◆ **EXERCISE DESCRIPTION**
Return all of the lines below word for word, but leave the pictures out.

BEGIN ENTRIES SHOWN

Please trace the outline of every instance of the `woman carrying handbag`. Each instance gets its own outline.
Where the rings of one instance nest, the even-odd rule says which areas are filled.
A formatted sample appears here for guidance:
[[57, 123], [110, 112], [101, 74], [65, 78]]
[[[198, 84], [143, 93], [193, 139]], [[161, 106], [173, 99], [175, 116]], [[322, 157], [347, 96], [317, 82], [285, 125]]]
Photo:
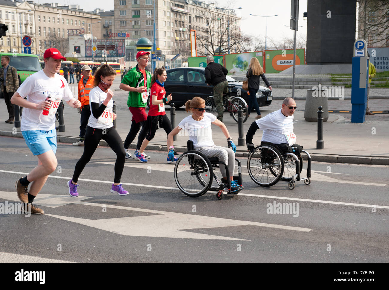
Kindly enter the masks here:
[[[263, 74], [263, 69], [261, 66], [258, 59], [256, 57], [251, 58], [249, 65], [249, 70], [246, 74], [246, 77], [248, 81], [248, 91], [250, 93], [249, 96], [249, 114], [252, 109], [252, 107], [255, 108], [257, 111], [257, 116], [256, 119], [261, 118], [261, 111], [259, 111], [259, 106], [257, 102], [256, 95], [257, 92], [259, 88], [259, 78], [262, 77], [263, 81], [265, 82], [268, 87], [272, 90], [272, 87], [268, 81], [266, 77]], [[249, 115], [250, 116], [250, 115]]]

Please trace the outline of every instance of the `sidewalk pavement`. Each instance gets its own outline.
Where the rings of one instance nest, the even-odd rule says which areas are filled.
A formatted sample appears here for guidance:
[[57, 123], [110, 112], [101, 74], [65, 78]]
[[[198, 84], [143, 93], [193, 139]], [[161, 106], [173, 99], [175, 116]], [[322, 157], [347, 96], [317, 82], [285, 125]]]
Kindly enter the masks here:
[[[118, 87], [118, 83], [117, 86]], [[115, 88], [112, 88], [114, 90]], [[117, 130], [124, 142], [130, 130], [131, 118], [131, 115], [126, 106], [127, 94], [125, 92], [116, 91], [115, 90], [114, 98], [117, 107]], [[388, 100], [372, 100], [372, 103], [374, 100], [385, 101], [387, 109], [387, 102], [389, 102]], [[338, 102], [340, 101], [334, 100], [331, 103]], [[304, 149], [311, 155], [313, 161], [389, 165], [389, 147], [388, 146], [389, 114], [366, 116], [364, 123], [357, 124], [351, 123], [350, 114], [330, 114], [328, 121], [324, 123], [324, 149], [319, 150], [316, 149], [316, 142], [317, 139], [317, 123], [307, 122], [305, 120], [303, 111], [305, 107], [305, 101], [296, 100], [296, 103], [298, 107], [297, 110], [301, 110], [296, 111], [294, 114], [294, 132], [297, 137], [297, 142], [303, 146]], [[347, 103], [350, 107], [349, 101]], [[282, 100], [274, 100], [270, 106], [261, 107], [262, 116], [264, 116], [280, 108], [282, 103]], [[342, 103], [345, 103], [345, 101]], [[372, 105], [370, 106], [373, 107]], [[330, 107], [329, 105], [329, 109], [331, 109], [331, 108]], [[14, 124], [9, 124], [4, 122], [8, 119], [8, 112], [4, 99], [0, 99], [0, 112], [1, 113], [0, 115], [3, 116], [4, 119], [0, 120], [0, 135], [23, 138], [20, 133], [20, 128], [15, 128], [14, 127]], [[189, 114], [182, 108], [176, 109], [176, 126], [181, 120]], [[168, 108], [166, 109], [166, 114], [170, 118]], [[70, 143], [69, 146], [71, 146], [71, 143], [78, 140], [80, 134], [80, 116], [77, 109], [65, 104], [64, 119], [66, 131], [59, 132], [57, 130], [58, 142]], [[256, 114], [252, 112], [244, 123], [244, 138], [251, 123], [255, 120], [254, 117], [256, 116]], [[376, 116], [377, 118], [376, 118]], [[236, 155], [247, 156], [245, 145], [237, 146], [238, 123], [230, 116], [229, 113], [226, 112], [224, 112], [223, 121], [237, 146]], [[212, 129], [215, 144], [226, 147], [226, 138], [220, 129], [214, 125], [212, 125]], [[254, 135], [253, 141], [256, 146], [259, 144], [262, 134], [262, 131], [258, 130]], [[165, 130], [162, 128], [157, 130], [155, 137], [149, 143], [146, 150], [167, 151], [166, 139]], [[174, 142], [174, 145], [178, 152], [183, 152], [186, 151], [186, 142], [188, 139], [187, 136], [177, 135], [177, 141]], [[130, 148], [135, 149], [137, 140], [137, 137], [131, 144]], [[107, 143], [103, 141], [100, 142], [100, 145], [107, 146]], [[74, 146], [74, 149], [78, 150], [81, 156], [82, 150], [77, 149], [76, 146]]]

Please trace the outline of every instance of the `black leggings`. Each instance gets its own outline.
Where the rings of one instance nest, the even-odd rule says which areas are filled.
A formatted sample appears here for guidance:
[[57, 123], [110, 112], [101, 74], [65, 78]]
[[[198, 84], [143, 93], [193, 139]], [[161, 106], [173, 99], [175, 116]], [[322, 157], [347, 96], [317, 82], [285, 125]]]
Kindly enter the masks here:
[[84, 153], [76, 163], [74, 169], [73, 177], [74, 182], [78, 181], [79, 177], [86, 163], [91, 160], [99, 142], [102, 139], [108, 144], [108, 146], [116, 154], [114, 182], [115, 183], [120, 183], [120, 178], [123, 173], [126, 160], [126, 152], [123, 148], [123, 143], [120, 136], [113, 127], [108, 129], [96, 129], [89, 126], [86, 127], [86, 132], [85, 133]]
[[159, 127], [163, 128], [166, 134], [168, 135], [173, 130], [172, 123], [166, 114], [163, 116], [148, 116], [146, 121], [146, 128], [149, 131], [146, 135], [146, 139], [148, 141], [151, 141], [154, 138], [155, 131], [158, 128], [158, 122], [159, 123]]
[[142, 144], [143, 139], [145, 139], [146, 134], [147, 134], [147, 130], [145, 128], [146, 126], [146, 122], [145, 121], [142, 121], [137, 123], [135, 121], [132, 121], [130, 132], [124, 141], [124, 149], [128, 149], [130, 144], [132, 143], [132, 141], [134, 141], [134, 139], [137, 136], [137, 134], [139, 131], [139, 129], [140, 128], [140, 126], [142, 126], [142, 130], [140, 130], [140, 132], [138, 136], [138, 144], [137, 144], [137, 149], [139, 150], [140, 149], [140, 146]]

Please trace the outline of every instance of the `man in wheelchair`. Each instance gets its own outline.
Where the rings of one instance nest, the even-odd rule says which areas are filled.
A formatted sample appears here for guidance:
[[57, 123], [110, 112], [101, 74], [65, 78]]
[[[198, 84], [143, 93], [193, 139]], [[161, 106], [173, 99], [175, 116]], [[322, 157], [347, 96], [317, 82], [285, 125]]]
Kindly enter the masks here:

END ENTRIES SHOWN

◆ **TASK RESPONSE**
Please trace the outline of every instance of the `woman carrying handbag`. Each instance gets its own outline.
Where the rings of one instance nest, the even-odd rule says which areas are filled.
A formatted sample appears here for guidance:
[[57, 123], [110, 112], [101, 74], [65, 78]]
[[[198, 84], [143, 93], [193, 139]], [[161, 106], [173, 99], [175, 116]], [[322, 157], [347, 96], [317, 82], [285, 125]]]
Photo:
Kindly enter the masks here:
[[[263, 74], [263, 69], [261, 66], [258, 59], [256, 57], [251, 58], [249, 65], [249, 70], [246, 74], [246, 77], [248, 81], [248, 91], [250, 93], [249, 96], [249, 114], [252, 109], [252, 107], [255, 108], [257, 111], [257, 116], [256, 119], [261, 118], [261, 111], [259, 111], [259, 106], [257, 102], [256, 95], [257, 92], [259, 88], [259, 78], [262, 77], [263, 81], [265, 82], [268, 87], [272, 90], [272, 87], [268, 81], [266, 77]], [[249, 115], [250, 116], [250, 115]]]

Please trace the outline of every instance of the `sidewalk pavement`. Each instance gets its own outline.
Where the rings of one instance nest, the even-odd rule says which areas are filled.
A formatted sample appears here for guidance:
[[57, 123], [110, 112], [101, 74], [65, 78]]
[[[198, 84], [143, 93], [193, 139]], [[161, 106], [173, 99], [175, 116]], [[322, 157], [347, 96], [317, 82], [285, 125]]]
Kindly enter the masks here:
[[[118, 87], [118, 83], [117, 86]], [[115, 88], [112, 88], [114, 90]], [[117, 130], [124, 142], [130, 130], [131, 118], [131, 115], [126, 106], [127, 94], [125, 92], [116, 91], [115, 90], [114, 98], [117, 107]], [[388, 100], [372, 100], [372, 103], [374, 100], [385, 101], [387, 109], [387, 102], [389, 102]], [[338, 102], [340, 101], [334, 100], [331, 103]], [[304, 149], [311, 155], [313, 161], [389, 165], [389, 147], [388, 146], [389, 114], [366, 116], [364, 123], [357, 124], [351, 123], [350, 114], [330, 114], [328, 121], [324, 123], [324, 149], [319, 150], [316, 149], [316, 142], [317, 139], [317, 123], [307, 122], [305, 120], [303, 111], [305, 107], [305, 101], [296, 100], [296, 103], [298, 107], [297, 110], [301, 110], [296, 111], [294, 114], [294, 132], [297, 137], [297, 142], [303, 146]], [[347, 103], [350, 107], [349, 101]], [[282, 100], [274, 100], [270, 106], [261, 107], [262, 116], [264, 116], [280, 108], [282, 103]], [[342, 103], [345, 103], [345, 101]], [[372, 105], [370, 106], [373, 107]], [[330, 107], [329, 105], [329, 109], [331, 109], [331, 108]], [[14, 124], [9, 124], [4, 122], [8, 119], [8, 112], [4, 99], [0, 99], [0, 112], [1, 113], [0, 115], [3, 116], [4, 119], [0, 120], [0, 135], [23, 138], [20, 133], [20, 128], [15, 128], [14, 127]], [[189, 114], [182, 108], [176, 109], [176, 126], [181, 120]], [[168, 108], [166, 109], [166, 114], [170, 118]], [[70, 143], [69, 146], [71, 146], [71, 143], [78, 140], [80, 134], [80, 116], [77, 109], [65, 104], [64, 119], [66, 131], [59, 132], [57, 130], [58, 142]], [[256, 114], [252, 112], [244, 123], [244, 138], [251, 123], [255, 120], [254, 117], [256, 116]], [[376, 116], [377, 118], [376, 118]], [[236, 155], [247, 156], [245, 145], [237, 146], [238, 123], [230, 116], [229, 113], [226, 112], [224, 112], [223, 121], [237, 146]], [[212, 129], [215, 144], [226, 147], [226, 138], [220, 129], [214, 125], [212, 125]], [[254, 135], [253, 141], [256, 146], [259, 144], [262, 134], [262, 131], [258, 130]], [[165, 130], [162, 128], [157, 130], [155, 137], [149, 143], [146, 150], [167, 151], [166, 139]], [[174, 142], [174, 145], [178, 152], [183, 152], [186, 151], [186, 142], [188, 139], [187, 136], [177, 135], [177, 141]], [[130, 148], [135, 149], [137, 140], [137, 137], [131, 144]], [[107, 143], [103, 141], [100, 142], [100, 145], [107, 146]], [[74, 146], [74, 149], [78, 150], [81, 156], [82, 150], [77, 149], [76, 146]]]

Please trace the outline of every instance of the `black leggings`. Each instance gets its own outline.
Where the rings of one instance nest, the even-odd rule says which areas are filled.
A formatted sample appears here for guidance:
[[57, 123], [110, 112], [101, 74], [65, 78]]
[[[198, 84], [143, 93], [193, 139]], [[161, 106], [173, 99], [175, 116]], [[322, 157], [347, 96], [317, 82], [285, 125]]]
Kindly enter the masks here:
[[84, 153], [76, 163], [74, 169], [73, 177], [74, 182], [78, 181], [79, 177], [86, 163], [91, 160], [99, 142], [102, 139], [108, 144], [108, 146], [116, 154], [114, 182], [115, 183], [120, 183], [120, 178], [123, 173], [126, 160], [126, 152], [123, 148], [123, 143], [120, 136], [113, 127], [108, 129], [96, 129], [89, 126], [86, 127], [86, 132], [85, 133]]
[[159, 127], [163, 128], [166, 134], [168, 135], [173, 130], [172, 123], [166, 114], [163, 116], [148, 116], [146, 121], [146, 128], [149, 131], [146, 135], [146, 139], [148, 141], [151, 141], [154, 138], [155, 131], [158, 128], [158, 122], [159, 123]]
[[142, 144], [143, 139], [145, 139], [146, 134], [147, 134], [147, 130], [145, 128], [146, 126], [146, 122], [145, 121], [142, 121], [137, 123], [135, 121], [132, 121], [130, 132], [124, 141], [124, 149], [128, 149], [130, 144], [132, 143], [132, 141], [134, 141], [134, 139], [137, 136], [137, 134], [139, 131], [139, 129], [140, 128], [140, 126], [142, 126], [142, 130], [140, 130], [140, 132], [138, 136], [138, 144], [137, 144], [137, 149], [139, 150], [140, 149], [140, 146]]

Please trace the outline of every instance of the `man in wheelchair`. Each instance gets its own outline.
Where the rings of one instance nest, the even-odd rule says which areas are filled.
A formatted sample appears here for guidance:
[[57, 123], [110, 112], [101, 74], [65, 78]]
[[[198, 84], [143, 93], [193, 139]], [[161, 106], [173, 99], [175, 116]], [[322, 157], [347, 96], [317, 82], [285, 125]]]
Kindly enter the masks here:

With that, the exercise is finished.